▶ DATASET
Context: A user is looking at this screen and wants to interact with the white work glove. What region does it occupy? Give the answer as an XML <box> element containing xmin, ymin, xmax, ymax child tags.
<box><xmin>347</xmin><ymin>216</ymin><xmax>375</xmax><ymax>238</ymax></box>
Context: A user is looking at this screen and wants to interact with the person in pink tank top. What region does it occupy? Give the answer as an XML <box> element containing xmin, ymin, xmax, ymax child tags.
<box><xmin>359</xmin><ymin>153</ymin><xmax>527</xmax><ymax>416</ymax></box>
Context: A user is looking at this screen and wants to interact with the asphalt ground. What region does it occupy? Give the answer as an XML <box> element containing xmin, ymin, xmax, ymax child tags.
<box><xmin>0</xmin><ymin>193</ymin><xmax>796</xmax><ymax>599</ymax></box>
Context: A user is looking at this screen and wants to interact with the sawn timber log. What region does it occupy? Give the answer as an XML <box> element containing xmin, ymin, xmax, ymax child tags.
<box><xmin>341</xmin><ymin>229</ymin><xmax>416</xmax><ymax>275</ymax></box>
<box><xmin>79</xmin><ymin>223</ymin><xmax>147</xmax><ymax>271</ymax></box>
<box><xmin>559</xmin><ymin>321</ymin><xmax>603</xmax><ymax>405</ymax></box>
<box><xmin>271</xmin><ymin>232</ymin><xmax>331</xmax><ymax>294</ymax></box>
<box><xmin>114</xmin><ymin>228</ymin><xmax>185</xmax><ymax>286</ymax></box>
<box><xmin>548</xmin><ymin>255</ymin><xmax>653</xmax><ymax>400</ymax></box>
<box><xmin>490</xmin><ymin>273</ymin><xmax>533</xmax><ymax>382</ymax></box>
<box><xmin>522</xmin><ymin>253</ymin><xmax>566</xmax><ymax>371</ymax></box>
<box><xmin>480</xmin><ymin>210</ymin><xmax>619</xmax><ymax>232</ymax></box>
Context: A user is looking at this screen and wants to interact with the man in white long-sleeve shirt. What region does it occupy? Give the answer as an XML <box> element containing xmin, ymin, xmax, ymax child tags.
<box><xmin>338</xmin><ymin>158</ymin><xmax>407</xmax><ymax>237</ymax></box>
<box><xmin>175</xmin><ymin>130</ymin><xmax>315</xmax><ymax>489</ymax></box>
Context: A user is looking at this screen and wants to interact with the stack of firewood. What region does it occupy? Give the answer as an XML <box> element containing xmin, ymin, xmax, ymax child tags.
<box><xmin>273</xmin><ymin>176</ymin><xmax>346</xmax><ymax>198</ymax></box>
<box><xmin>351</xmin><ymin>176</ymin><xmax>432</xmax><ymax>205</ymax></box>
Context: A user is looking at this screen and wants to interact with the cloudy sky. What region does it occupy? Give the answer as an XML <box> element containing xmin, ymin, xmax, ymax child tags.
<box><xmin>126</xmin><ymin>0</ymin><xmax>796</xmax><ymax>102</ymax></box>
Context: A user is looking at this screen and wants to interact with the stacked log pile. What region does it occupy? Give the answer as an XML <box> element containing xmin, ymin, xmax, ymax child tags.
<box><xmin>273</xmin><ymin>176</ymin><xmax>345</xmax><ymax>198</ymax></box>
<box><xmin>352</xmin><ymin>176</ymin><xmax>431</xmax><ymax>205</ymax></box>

▶ TASK DETAILS
Retyping the data above exactly and in full is the task.

▶ SOLUTION TO THIS PROBLEM
Context: A user is looking at this screen and wants to interact with the white work glove. What region does it occupy? Give the answer as an XML <box> element containing xmin, ymin, xmax, ymax child tags.
<box><xmin>347</xmin><ymin>216</ymin><xmax>375</xmax><ymax>238</ymax></box>
Context: A user is looking at this screen and wants to interact with the person in pink tank top. What region does it occupy? Give the answer as an XML <box> element containing xmin, ymin, xmax, ymax child tags.
<box><xmin>359</xmin><ymin>153</ymin><xmax>527</xmax><ymax>416</ymax></box>
Context: A user is looking at this screen and wants to interact with the asphalt ground. What region does it occupy? Give the answer as an XML <box> element containing xmin, ymin, xmax, ymax child tags.
<box><xmin>0</xmin><ymin>193</ymin><xmax>796</xmax><ymax>599</ymax></box>
Context: A user is looking at this screen and wants to interact with the sawn timber log. What region does it occupy? Give the answer as an XML <box> element containing xmin, ymin, xmax, ymax child tags.
<box><xmin>341</xmin><ymin>229</ymin><xmax>416</xmax><ymax>275</ymax></box>
<box><xmin>79</xmin><ymin>223</ymin><xmax>147</xmax><ymax>271</ymax></box>
<box><xmin>559</xmin><ymin>321</ymin><xmax>603</xmax><ymax>405</ymax></box>
<box><xmin>271</xmin><ymin>232</ymin><xmax>331</xmax><ymax>294</ymax></box>
<box><xmin>114</xmin><ymin>228</ymin><xmax>185</xmax><ymax>286</ymax></box>
<box><xmin>548</xmin><ymin>255</ymin><xmax>653</xmax><ymax>400</ymax></box>
<box><xmin>490</xmin><ymin>273</ymin><xmax>533</xmax><ymax>382</ymax></box>
<box><xmin>522</xmin><ymin>253</ymin><xmax>566</xmax><ymax>371</ymax></box>
<box><xmin>480</xmin><ymin>210</ymin><xmax>619</xmax><ymax>232</ymax></box>
Context: A user is looking at this screen and wants to interact with the man in white long-sleeve shirt. What region does it occupy? Give the answer as an XML <box> element containing xmin, ymin, xmax, ymax child tags.
<box><xmin>338</xmin><ymin>158</ymin><xmax>407</xmax><ymax>237</ymax></box>
<box><xmin>175</xmin><ymin>130</ymin><xmax>315</xmax><ymax>489</ymax></box>
Context: A user is looking at this screen and wants to interact with the stack of firewood. What region does it occupy? Give the answer as an XML <box> element containing xmin, ymin, xmax, ymax child tags.
<box><xmin>273</xmin><ymin>176</ymin><xmax>346</xmax><ymax>198</ymax></box>
<box><xmin>351</xmin><ymin>176</ymin><xmax>432</xmax><ymax>205</ymax></box>
Context: A user is looking at this screen and wants to interact with the cloudy sky. What region does it occupy? Give the answer as an XML <box> element containing xmin, ymin, xmax, ymax child tags.
<box><xmin>126</xmin><ymin>0</ymin><xmax>796</xmax><ymax>102</ymax></box>
Context: A user is looking at this screen and wants to interact with the stacked log pile. What region does it occupy? Give the answer as an XML <box> element containing xmin, ymin, xmax, ymax child tags.
<box><xmin>273</xmin><ymin>176</ymin><xmax>345</xmax><ymax>198</ymax></box>
<box><xmin>352</xmin><ymin>176</ymin><xmax>431</xmax><ymax>205</ymax></box>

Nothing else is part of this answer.